• TASK TO CARRY OUT:
Rewrite everything from the line containing "Wildlife-tally request: put a marker on the window" down to the end of the items as a numbered list, omitting blank lines.

———

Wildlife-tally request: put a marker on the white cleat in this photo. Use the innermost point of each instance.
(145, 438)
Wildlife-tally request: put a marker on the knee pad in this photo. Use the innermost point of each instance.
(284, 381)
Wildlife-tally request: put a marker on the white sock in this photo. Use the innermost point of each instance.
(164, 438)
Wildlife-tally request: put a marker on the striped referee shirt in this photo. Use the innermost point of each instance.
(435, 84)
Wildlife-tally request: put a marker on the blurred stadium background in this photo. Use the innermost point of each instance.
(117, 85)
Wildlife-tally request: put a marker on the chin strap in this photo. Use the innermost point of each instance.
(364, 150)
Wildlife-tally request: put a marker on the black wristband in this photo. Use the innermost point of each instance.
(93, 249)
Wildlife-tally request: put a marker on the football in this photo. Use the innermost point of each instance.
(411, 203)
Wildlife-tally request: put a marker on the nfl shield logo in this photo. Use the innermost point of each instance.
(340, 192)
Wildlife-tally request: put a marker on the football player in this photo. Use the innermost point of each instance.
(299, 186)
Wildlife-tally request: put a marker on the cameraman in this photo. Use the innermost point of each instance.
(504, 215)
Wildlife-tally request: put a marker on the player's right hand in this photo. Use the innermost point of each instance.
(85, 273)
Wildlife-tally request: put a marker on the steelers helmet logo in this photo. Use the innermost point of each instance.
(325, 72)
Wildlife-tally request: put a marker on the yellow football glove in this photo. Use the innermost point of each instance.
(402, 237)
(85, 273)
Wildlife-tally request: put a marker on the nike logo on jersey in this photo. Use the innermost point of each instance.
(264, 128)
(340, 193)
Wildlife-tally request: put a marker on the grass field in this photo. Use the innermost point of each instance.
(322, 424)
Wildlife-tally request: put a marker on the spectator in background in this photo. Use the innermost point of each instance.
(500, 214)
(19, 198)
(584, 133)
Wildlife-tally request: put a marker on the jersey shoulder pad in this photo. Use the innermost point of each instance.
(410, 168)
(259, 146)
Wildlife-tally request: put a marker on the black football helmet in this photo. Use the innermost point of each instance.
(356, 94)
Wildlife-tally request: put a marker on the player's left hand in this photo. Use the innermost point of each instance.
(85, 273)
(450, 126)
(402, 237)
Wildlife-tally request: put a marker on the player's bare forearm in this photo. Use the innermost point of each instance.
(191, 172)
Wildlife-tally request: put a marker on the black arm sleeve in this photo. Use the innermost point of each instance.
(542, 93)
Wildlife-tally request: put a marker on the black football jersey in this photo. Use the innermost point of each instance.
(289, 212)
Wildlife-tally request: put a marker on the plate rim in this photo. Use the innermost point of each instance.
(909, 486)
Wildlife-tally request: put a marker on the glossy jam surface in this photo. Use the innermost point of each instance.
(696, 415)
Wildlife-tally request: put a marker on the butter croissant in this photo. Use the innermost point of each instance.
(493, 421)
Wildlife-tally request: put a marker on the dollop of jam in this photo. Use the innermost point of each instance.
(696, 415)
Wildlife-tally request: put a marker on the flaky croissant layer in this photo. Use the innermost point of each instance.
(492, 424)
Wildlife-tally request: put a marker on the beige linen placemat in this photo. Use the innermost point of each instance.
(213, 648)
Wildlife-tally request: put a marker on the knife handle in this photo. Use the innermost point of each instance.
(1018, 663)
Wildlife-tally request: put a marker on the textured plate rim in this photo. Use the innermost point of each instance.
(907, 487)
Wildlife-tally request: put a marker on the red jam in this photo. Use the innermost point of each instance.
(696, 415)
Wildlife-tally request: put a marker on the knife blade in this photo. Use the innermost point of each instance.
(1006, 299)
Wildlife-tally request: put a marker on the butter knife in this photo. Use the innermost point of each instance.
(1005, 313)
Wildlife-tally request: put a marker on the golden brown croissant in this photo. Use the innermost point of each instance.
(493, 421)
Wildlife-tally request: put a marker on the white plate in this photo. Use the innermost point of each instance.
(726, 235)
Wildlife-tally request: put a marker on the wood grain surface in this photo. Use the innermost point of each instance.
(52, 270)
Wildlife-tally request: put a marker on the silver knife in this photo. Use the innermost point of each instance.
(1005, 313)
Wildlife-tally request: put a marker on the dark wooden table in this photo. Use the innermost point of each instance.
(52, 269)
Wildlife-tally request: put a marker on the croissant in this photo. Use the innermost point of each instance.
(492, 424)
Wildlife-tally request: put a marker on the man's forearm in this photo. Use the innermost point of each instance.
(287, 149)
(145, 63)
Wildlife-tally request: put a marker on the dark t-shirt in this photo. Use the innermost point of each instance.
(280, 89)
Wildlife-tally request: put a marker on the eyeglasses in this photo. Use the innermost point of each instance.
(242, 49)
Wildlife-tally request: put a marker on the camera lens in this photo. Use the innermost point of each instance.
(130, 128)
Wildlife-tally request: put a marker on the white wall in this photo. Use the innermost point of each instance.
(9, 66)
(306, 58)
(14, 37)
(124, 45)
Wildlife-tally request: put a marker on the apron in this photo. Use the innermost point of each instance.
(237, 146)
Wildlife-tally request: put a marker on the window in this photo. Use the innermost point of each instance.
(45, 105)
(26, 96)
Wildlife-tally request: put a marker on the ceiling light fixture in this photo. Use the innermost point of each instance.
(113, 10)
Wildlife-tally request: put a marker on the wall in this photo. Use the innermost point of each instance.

———

• FULL OUTPUT:
1. Wildlife-tally request: put a marker on the window in this photo. Use the innermost point of each instance.
2. (45, 105)
3. (26, 96)
4. Wildlife-tally request: put a marker on the ceiling light fixture in this photo. Use the innermost point of each instance.
5. (113, 10)
6. Wildlife-tally request: put a marker on the wall in this photo. Use the innermost point of each instance.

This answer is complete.